### The exercise
Rewrite the data below, changing "pink speckle" to "red dot" and leaving everything else the same.

-- START Given information --

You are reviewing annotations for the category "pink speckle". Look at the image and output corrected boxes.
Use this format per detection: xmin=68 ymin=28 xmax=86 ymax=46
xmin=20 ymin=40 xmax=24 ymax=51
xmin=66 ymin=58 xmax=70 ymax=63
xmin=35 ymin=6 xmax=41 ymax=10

-- END Given information --

### Answer to the exercise
You are reviewing annotations for the category "red dot". Look at the image and output corrected boxes.
Use this format per detection: xmin=68 ymin=28 xmax=86 ymax=46
xmin=20 ymin=40 xmax=24 ymax=51
xmin=66 ymin=58 xmax=70 ymax=63
xmin=35 ymin=6 xmax=41 ymax=10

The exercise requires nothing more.